::: Data provided :::
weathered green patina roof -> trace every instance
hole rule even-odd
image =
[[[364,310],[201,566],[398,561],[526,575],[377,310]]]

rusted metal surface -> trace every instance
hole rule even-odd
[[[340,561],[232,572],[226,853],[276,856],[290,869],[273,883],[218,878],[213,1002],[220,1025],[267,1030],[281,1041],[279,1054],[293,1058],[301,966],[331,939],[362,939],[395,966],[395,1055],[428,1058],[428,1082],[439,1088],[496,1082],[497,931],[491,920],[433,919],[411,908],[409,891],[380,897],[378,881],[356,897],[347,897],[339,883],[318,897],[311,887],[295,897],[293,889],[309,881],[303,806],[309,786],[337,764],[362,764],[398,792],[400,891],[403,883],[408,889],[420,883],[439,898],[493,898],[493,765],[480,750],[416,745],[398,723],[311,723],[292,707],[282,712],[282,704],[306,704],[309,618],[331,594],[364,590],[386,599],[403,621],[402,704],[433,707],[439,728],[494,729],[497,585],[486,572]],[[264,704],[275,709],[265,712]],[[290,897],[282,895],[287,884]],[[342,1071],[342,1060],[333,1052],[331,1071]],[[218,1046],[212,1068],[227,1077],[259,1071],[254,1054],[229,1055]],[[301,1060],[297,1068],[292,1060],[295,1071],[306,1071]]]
:::
Output the lines of these entries again, unchanged.

weathered green patina roof -> trace every instance
hole rule even-odd
image =
[[[364,310],[201,566],[398,561],[526,575],[377,310]]]

rusted metal surface -> trace every instance
hole rule even-odd
[[[340,561],[232,572],[226,853],[276,856],[290,869],[273,883],[218,878],[213,1002],[220,1025],[267,1030],[281,1041],[279,1054],[293,1058],[301,966],[331,939],[362,939],[395,966],[395,1055],[428,1058],[428,1082],[439,1088],[496,1082],[497,931],[491,920],[433,919],[411,908],[409,891],[380,897],[378,881],[356,897],[347,897],[339,883],[318,897],[311,887],[295,897],[293,889],[309,881],[303,806],[309,786],[337,764],[362,764],[398,792],[400,891],[403,883],[408,889],[420,883],[439,898],[493,898],[493,765],[480,750],[416,745],[398,723],[311,723],[292,707],[282,712],[282,704],[306,704],[309,618],[331,594],[364,590],[386,599],[403,621],[402,704],[433,707],[439,728],[494,729],[497,585],[486,572]],[[264,704],[275,709],[265,712]],[[290,897],[282,895],[287,884]],[[342,1071],[342,1060],[333,1052],[331,1071]],[[218,1046],[212,1068],[227,1077],[259,1071],[254,1054],[229,1055]],[[301,1060],[297,1068],[292,1060],[295,1071],[306,1071]]]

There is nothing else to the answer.